### PROBLEM TO WORK ON
Extend the biography of Margaret Alison Johansen below, picking up after its last sentence.

### PAGE TEXT
>>>

- Born: Margaret Lee Alison September 7, 1896 Richmond, Alabama, US
- Died: December 28, 1959 (aged 63) Selma, Alabama, US
- Occupation: Writer
- Relatives: Alice Alison Lide (sister)
- Writing career
- Pen name: Hugh McAlister
- Period: 1924–1959
- Genre: Children's literature
- Notable work: Ood-le-uk the Wanderer;
- Notable awards: Newbery Medal

= Margaret Alison Johansen =

American novelist

Margaret Lee Alison Johansen ( Alison, September 7, 1896 – December 28, 1959) was an American writer from Alabama. She received the Newbery Honor.

==Early and personal life==

Johansen was born Margaret Lee Alison on September 7, 1896, in Richmond, Alabama, to Annie Goode Hearst and John Dill Alison. She had at least one sibling, Alice Alison Lide, with whom she sometimes wrote. She studied at Converse College from 1912 to 1914, the University of Alabama in 1918, and Columbia University in 1922. She was a member of the Delta Delta Delta and Theta Sigma Phi sororities. She married Carl Christian Johansen, adding his surname to hers.

<<<

### DATA PROVIDED
>>>

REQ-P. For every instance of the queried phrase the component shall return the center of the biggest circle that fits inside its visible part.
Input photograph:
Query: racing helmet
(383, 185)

<<<

### TASK OUTPUT
==Writing career==

Johansen wrote many books, mostly or all for children, between 1924 and 1950. She often collaborated with her sister Alice Alison Lide to write books, and also wrote under the pseudonym "Hugh McAlister," likely also with Lide, to write books aimed at boys. Her first known published work was History of St. Paul's Parish, written with Lide and published in 1924. She continued to publish books throughout her life, the most notable probably being Ood-le-uk the Wanderer, a 1930 book which won a 1931 Newbery Honor.

==Death==

Johansen died on December 28, 1959, in Selma, Alabama.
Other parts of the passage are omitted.